Short exercise a>
Rewrite the part of the school washroom article that opens with the words "An Ottawa boy" and closes with "request it themselves.", replacing "washroom" with "restroom".

Ottawa’s Carleton school district will install the one-stall bathrooms in schools wherever parents request accommodation for children “transitioning” from their real gender to their fantasy one.

Mike Carson, the superintendent of facilities, told CTV News, “We’re proud of it. It’s work that can be done, that needs to be done and we are trying to keep pace with our communities.”

An Ottawa boy who wants to be a girl, Charlie Lowthian Rickert, told the same news agency, “I look like a girl so people think I am a girl. If I go into the boys’ washroom people will think, ‘Why is there a girl in this washroom?’ And they might bully me.”

Earlier this year the Ontario legislature aped several American states by passing a law prohibiting psychotherapy for minors afflicted with gender dysphoria, even when they request it themselves.

Lowthian Ricket’s mother Anne applauded the neutered washrooms for providing “children and parents a measure of security that they will be safe…that they won’t have to hold it all day for fear of being bullied in the washroom.”

But Peter LaBarbera, head of Americans for Truth about Homosexuality, said that the washrooms only provided a short-term fix. Over the long-term society should not accommodate itself to suit people who are confused, or who are living in sin, he said. “Society used to say, ‘Stop living in sin,’ or offer help in overcoming the confusion. Now we’ve turned that on its head.”

However, building gender-neutral washrooms is preferable to allowing transgendered students into oppositely gendered washrooms, said LaBarbera.

If the “trans” children are transvestites, then letting them use the wrong washroom involves their onlookers in their sexual fetish, in which the erotic charge derives from “passing” as a member of the other sex. If they are transgendered, then their use of the other gender’s washrooms forces other users to accept their delusion about being “in the wrong body.”

While neutered bathrooms will eliminate that conflict, LaBarbera told LifeSiteNews, he wondered if they will satisfy transgendered activists. “What if it isn’t enough? What if what they want is to make people accept that they are the opposite gender to how they were born by using the wrong washrooms, and they complain that Ottawa’s approach is a sellout?”

Data to process>
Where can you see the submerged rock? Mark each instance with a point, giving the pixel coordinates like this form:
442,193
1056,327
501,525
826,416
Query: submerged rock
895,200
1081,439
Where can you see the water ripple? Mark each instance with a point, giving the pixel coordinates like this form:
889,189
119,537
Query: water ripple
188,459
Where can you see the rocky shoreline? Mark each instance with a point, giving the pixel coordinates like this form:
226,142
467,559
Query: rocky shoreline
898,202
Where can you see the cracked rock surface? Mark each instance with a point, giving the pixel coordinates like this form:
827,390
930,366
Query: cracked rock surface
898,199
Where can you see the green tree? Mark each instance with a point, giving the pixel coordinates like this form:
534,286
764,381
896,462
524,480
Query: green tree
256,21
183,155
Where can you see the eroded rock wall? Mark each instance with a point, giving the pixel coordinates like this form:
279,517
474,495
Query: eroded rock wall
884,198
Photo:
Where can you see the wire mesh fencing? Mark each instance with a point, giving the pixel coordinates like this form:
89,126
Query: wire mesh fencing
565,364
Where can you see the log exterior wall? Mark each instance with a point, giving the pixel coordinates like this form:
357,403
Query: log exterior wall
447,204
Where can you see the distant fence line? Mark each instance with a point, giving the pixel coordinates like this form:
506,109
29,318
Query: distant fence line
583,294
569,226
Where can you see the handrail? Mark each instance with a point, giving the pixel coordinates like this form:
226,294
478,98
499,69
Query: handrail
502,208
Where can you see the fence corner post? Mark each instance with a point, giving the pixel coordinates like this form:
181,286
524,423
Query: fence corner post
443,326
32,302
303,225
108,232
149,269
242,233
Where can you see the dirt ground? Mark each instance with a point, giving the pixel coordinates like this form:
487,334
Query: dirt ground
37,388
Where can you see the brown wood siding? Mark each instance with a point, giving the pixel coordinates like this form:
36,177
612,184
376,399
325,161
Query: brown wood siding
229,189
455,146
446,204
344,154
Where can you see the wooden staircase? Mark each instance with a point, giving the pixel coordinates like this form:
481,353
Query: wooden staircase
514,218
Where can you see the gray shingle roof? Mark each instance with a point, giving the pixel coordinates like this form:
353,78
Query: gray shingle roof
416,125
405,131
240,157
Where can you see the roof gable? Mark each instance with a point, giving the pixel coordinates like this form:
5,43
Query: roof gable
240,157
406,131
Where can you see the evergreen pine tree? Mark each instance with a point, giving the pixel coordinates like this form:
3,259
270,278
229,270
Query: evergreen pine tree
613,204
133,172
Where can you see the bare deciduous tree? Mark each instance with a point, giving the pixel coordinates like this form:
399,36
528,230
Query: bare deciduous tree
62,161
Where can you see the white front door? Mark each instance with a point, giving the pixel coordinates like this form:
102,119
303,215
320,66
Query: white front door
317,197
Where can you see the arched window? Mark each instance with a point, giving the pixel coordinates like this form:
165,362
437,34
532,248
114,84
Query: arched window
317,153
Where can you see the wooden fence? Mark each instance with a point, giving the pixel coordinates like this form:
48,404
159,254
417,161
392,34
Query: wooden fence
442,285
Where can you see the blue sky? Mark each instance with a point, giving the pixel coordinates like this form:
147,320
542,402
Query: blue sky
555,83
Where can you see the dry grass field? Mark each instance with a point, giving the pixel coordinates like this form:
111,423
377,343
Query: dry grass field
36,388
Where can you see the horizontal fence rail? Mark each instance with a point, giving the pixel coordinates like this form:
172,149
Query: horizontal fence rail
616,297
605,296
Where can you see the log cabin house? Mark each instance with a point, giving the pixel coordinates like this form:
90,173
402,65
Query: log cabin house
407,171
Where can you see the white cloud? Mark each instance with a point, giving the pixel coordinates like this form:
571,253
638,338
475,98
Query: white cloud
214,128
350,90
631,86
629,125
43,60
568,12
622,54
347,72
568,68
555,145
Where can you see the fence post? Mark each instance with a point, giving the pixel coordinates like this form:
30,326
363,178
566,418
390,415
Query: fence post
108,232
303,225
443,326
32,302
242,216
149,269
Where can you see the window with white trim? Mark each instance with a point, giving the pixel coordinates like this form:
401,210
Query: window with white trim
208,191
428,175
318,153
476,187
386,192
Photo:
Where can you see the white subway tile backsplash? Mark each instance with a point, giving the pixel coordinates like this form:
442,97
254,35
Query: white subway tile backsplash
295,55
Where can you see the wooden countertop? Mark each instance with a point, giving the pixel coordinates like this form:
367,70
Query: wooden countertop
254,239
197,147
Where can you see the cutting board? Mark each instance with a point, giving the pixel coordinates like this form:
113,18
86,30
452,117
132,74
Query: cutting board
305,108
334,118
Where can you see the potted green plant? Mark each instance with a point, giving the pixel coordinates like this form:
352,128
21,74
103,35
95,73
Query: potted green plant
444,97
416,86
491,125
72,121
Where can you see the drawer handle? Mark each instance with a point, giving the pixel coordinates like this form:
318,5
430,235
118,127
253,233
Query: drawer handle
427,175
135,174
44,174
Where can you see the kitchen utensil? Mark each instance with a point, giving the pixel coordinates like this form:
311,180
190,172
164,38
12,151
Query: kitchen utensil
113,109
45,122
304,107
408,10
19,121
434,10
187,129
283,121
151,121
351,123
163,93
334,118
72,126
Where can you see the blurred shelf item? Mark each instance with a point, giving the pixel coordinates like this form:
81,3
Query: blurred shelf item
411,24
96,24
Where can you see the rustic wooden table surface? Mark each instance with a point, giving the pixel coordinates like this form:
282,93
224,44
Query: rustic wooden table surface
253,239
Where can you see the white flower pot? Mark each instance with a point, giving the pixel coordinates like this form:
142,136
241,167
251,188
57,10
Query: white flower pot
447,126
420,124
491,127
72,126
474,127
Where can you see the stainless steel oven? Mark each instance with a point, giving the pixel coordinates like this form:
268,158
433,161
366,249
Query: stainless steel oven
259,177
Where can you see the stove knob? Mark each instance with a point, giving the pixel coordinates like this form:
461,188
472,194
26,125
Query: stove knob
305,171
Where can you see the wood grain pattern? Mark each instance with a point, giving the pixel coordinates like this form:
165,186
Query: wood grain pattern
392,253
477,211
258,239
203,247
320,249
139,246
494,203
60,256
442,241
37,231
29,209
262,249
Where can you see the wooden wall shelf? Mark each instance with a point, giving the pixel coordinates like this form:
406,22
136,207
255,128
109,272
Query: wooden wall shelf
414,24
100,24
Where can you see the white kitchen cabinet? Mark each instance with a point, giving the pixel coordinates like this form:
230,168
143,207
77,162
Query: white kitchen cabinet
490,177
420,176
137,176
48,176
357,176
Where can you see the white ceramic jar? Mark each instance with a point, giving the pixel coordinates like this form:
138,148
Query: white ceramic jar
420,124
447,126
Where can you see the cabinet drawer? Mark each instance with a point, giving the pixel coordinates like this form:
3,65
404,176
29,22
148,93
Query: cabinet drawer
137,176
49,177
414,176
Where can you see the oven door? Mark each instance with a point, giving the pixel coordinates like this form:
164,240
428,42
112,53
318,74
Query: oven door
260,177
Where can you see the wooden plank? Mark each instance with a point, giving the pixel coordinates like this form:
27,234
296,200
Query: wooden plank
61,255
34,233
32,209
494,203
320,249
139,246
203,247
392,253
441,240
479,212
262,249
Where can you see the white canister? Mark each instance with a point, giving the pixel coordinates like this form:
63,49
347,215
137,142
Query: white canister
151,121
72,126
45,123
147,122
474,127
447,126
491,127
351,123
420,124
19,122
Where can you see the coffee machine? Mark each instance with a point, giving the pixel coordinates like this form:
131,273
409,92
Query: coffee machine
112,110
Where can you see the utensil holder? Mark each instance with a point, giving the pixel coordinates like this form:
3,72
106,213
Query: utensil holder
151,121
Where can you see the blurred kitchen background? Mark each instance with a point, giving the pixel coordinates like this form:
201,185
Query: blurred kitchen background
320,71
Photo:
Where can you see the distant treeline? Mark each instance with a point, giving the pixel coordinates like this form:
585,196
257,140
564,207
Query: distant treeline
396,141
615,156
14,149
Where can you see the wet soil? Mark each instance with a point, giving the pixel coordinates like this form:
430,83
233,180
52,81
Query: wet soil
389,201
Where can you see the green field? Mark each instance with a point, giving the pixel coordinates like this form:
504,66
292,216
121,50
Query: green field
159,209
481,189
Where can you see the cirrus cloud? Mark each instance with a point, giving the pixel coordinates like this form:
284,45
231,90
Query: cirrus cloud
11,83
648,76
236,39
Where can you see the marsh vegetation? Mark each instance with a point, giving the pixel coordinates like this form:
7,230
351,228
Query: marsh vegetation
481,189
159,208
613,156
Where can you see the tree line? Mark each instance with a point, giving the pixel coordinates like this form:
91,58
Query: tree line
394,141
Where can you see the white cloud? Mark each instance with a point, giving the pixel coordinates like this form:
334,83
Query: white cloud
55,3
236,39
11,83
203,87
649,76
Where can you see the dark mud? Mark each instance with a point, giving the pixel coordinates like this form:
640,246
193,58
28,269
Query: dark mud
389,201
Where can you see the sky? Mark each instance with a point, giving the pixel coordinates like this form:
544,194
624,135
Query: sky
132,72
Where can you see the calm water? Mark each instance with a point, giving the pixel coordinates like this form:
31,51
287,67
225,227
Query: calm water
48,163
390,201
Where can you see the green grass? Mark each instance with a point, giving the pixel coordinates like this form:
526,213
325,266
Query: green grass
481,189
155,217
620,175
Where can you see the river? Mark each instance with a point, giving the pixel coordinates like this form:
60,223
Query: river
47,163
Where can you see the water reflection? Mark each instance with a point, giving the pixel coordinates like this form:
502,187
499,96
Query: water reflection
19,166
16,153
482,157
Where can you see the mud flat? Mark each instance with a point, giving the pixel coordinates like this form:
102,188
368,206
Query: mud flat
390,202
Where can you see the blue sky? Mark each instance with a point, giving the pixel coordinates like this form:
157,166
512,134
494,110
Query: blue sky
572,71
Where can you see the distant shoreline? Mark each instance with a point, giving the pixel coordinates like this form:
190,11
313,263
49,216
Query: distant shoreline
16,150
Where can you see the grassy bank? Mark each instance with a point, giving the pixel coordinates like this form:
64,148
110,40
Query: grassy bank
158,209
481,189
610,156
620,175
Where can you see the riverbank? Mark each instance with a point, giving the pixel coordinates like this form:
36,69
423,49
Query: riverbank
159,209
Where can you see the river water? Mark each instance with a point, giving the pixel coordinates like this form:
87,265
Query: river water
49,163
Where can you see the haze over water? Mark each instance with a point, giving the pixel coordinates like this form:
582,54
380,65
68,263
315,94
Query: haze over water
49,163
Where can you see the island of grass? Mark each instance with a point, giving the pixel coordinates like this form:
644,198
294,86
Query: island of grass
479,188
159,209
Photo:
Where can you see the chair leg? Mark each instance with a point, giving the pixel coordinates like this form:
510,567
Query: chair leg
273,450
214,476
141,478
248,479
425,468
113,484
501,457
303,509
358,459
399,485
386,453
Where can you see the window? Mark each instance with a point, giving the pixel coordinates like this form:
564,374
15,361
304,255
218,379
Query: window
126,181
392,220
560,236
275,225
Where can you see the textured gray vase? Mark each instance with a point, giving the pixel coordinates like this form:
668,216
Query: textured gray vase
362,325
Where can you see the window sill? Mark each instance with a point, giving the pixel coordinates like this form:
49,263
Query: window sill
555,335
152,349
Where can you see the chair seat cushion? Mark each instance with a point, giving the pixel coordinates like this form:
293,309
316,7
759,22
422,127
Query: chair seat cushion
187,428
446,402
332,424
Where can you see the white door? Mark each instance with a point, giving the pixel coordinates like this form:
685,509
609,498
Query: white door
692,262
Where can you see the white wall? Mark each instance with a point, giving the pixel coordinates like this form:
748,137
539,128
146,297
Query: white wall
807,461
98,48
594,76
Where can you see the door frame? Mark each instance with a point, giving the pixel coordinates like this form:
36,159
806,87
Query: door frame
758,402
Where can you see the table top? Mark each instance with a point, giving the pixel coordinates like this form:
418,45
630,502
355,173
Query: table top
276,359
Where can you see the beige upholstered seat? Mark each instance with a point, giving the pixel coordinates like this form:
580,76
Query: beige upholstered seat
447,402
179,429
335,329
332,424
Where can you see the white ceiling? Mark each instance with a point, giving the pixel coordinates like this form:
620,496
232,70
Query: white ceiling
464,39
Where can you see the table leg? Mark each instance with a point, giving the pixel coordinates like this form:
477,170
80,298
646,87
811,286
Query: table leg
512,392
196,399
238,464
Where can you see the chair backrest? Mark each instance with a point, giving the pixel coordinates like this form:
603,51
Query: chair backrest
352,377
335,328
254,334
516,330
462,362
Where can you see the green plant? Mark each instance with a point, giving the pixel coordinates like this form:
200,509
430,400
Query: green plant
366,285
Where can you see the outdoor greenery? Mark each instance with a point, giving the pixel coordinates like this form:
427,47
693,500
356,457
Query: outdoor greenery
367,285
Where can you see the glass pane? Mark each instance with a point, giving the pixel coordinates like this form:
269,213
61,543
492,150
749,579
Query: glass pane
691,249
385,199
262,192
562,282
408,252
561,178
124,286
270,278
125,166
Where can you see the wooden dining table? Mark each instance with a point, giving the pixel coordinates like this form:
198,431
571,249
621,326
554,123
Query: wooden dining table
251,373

Short exercise b>
Gather every line of the records that contains the string "trim".

Response a>
An Ottawa boy who wants to be a girl, Charlie Lowthian Rickert, told the same news agency, “I look like a girl so people think I am a girl. If I go into the boys’ restroom people will think, ‘Why is there a girl in this restroom?’ And they might bully me.”

Earlier this year the Ontario legislature aped several American states by passing a law prohibiting psychotherapy for minors afflicted with gender dysphoria, even when they request it themselves.

Response b>
Where can you see the window with white trim? Mark each instance with a point, giving the pixel coordinates like this form:
Query: window with white trim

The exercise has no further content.